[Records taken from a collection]
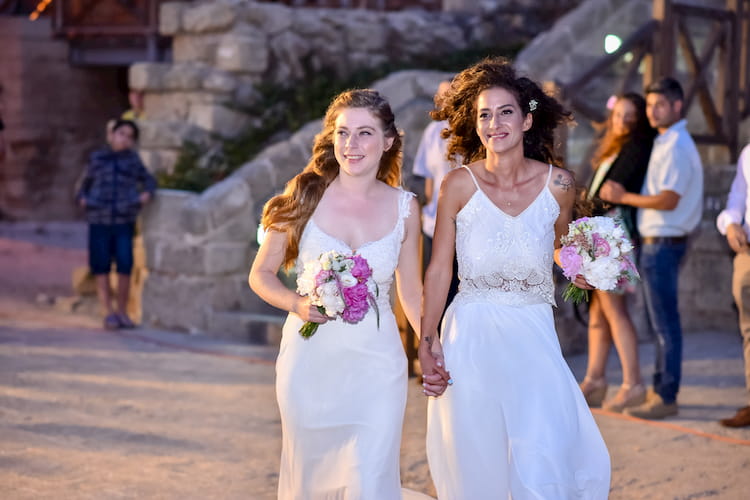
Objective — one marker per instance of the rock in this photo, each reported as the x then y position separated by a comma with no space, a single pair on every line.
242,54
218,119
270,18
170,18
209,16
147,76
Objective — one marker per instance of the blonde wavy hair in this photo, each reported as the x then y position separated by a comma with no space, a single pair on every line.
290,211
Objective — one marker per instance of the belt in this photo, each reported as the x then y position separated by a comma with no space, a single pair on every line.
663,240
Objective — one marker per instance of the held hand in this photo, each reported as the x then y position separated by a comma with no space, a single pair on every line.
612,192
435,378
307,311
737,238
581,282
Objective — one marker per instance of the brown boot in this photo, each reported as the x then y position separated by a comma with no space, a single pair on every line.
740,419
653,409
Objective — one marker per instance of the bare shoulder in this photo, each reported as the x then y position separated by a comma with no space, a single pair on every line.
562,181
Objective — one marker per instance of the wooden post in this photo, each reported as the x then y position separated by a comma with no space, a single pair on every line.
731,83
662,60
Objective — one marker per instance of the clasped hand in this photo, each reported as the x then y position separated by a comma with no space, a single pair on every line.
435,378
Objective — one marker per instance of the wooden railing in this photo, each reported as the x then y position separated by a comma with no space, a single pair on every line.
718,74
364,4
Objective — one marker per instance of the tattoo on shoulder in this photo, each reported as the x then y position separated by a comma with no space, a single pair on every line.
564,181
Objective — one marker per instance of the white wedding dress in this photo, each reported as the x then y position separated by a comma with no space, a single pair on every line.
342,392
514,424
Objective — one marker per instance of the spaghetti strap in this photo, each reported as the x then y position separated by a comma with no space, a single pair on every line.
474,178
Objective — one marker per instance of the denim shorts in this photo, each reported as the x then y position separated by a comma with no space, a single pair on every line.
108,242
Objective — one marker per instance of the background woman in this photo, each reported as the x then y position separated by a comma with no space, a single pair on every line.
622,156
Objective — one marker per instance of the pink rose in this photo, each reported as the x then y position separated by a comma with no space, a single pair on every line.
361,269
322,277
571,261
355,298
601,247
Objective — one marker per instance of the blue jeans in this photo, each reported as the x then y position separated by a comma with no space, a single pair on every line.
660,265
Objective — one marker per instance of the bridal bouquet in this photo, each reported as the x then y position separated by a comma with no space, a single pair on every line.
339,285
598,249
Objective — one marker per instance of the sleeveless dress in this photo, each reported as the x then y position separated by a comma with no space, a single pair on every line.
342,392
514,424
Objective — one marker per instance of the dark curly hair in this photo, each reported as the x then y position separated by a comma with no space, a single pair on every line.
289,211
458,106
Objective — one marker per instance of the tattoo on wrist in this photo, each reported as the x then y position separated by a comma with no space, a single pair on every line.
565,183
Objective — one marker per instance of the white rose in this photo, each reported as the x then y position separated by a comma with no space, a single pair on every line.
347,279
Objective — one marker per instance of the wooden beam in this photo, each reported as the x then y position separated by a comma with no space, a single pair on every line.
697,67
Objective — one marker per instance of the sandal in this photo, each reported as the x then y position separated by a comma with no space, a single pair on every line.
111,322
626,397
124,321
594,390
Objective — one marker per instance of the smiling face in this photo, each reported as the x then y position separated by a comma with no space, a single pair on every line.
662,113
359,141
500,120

==

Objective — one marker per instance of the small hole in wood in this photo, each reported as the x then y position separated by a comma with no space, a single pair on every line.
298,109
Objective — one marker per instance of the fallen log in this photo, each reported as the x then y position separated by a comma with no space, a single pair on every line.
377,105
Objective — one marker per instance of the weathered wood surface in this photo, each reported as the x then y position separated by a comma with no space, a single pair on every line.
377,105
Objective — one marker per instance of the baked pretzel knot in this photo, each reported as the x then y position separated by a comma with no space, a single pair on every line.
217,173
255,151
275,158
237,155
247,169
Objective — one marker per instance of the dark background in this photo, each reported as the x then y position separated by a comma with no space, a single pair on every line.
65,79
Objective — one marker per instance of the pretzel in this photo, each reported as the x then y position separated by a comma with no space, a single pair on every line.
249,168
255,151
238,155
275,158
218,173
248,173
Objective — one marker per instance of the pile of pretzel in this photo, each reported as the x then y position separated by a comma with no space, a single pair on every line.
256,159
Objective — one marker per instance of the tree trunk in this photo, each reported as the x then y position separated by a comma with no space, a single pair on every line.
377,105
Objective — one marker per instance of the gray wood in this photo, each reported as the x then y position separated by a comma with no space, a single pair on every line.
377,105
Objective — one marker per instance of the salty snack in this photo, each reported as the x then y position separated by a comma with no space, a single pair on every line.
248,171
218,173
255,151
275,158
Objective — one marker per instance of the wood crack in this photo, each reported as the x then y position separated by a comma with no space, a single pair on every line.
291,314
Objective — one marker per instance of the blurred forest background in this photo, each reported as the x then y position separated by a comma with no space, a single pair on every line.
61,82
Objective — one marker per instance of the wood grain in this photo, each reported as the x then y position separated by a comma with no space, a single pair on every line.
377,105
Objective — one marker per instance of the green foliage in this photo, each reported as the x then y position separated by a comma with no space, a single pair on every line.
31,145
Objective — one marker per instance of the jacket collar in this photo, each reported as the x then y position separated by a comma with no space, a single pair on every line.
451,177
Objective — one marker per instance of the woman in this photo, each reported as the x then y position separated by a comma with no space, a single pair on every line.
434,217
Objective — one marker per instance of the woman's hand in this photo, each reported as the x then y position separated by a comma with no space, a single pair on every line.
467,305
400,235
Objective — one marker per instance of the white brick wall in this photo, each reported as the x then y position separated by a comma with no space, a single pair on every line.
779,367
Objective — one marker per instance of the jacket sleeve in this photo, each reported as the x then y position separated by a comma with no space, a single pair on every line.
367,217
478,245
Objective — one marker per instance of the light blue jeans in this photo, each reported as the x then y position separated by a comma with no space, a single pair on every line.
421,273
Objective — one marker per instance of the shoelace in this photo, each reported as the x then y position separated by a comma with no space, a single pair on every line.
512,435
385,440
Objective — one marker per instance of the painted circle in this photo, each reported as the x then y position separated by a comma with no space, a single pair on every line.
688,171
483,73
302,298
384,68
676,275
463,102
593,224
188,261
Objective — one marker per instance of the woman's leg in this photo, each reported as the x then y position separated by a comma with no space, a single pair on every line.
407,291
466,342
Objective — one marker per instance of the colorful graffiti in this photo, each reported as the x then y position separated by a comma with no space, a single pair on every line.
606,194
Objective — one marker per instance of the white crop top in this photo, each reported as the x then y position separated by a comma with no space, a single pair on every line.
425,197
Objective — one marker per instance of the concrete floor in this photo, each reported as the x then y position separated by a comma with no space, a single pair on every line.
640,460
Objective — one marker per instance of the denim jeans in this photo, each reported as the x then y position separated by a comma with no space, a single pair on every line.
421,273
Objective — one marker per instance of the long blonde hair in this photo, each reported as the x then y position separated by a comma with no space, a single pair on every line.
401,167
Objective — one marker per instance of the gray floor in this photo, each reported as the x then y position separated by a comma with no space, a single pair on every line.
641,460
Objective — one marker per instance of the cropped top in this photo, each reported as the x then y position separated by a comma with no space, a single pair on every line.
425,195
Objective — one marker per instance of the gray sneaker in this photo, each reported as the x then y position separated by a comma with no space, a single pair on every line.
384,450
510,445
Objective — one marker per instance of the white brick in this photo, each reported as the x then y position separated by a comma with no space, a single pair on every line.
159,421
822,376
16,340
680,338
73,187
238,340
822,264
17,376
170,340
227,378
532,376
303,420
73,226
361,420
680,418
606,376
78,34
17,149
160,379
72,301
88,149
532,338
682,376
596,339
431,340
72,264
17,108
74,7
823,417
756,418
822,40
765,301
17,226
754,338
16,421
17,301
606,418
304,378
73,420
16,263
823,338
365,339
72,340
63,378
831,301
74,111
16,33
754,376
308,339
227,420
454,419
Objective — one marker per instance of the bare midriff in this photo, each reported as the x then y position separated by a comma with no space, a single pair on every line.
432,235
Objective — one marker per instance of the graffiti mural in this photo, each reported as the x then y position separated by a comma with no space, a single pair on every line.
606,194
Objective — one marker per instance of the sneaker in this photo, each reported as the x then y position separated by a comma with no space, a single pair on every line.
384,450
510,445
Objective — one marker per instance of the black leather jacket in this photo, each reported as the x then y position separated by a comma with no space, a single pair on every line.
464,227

▸ **TASK STATEMENT**: Gather every line of the material above that contains the string "blue". Treat the match as case-sensitive.

▸ **TASK RESPONSE**:
Objective — one marker per instance of the blue jeans in this photo, each reported as the x then y position separated by a comma with no space, a single pair on every line.
Objective — one marker per instance of the light blue jeans in this photo, each reported as the x then y position separated by a comma with no space, a single pair on every line.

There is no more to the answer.